What you see depends on you. People see the faces of their loved
ones, people see their dream girls in the moon, but nobody has ever
seen a loaf of bread. But his experience was absolutely authentic -
but only in his context.
I am reminding you of this because people tend to forget that life
is a very interwoven, interdependent, cosmic whole. You cannot take
a part out of it and keep it alive, meaningful. I will not tell you
to do vipassana unless I can also give you the experience of Gautam
Buddha. Poor Goenka cannot understand this. He is just a
businessman. What does he understand about the context in which
vipassana arose?
Gautam Buddha had lived in tremendous luxury, surrounded by
beautiful girls, beautiful palaces. The whole night was a
celebration; the day was for rest, the night for dances and
drinking. Out of this experience he became tired. He had seen all
the beautiful girls; there was nothing more to be seen. He had seen
that every man and woman is just a skeleton, covered with a thin
skin. Just think for a moment: here all of you are skeletons covered
with thin skin! This body and its beauty fades very soon.
He had seen all that was possible in those days for a man of power
and riches to see, but he could not find peace, contentment,
silence. He could not find himself. Utterly frustrated, he moved out
of the palace one night - because this life is going to end in a few
days, or in a few years. It is not something to cling to. Each
moment death is coming closer; before death grabs you, you have to
figure out something which is eternal, which is immortal.
All that you see around you is made of the same stuff as dreams are.
Do you think you are for the first time on the earth? On the same
earth millions of people have come and simply disappeared into thin
air.
Scientists have calculated that the place you are occupying has been
occupied by at least ten people before you. You are sitting on ten
corpses! And don′t think much of yourself, because you cannot get
out - you will be the eleventh. And remember, it is not a laughing
matter for you. Those ten corpses will laugh at you: "Look, the poor
fellow was thinking of great things and finally is flat on the pile
of corpses."
Gautam Buddha′s search for truth, for himself, for the source of
life which is eternal, cannot be the search of a poor man who is
hungry, who is searching for a loaf of bread. But people have
completely forgotten Gautam Buddha. They have taken his meditation
out of context. He could meditate because there was nothing else in
the world to think about, to desire, to be ambitious for. The world
was, in a way, finished the day he left his house; he never looked
back.
Buddha was afraid that if
he went into the mountains of his own kingdom, his father′s armies
would find him; he would not be able to escape. He was the only son
of an old king, who was hoping that he would succeed him. And he had
made a big kingdom for him. So he immediately passed beyond the
boundaries of his kingdom to the neighboring kingdom. And the king
was very furious. He ordered the armies not to leave even a single
inch unsearched: "Look around, all over the country."
Gautam Buddha was not found, but he was not aware that the kingdom
he had entered belonged to a friend of his father. So the father
informed this king and other kings surrounding his kingdom, "You
have to find my son. In my old age at least you can do this much for
me; we have been friends."
The neighboring king found Gautam Buddha and he said, "If you are
angry, if you have fought with your father... It happens. It is not
something strange or unfamiliar; fathers and sons have always been
fighting. Don′t be worried. I have only one daughter and no son -
get married to my daughter and you will have two kingdoms together.

**DATA ENTRIES**
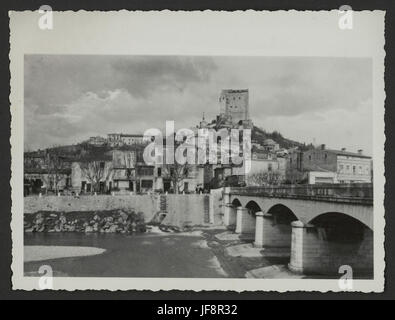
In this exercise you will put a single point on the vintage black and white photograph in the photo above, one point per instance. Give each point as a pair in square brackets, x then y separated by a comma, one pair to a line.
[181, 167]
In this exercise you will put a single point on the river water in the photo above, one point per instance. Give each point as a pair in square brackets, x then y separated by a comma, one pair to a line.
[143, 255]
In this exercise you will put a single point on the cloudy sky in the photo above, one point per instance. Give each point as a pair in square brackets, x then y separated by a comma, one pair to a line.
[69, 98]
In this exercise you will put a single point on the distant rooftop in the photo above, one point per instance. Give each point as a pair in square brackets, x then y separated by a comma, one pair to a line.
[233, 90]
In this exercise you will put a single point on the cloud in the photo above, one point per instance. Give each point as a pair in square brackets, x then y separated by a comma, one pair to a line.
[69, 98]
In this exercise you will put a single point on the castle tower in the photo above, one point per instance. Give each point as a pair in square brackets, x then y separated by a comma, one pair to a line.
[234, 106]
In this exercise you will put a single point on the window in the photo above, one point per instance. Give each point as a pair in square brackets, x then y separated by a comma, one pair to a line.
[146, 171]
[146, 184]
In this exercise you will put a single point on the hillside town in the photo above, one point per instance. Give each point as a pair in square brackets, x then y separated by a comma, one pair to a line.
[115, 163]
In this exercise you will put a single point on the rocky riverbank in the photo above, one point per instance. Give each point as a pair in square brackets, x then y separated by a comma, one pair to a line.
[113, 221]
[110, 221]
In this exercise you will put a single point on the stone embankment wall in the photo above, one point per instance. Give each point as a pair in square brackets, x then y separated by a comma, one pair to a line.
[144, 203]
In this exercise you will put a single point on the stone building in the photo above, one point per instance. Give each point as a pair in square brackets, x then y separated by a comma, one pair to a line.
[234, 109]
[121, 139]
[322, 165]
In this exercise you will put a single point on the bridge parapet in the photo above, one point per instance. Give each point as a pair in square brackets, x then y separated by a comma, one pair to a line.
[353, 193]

**PROBLEM TO SOLVE**
In the passage on Gautam Buddha, what does the neighboring king propose after finding him?

**SOLUTION FOR THIS TASK**
He proposes that Gautam Buddha marry his only daughter so that he will have two kingdoms together.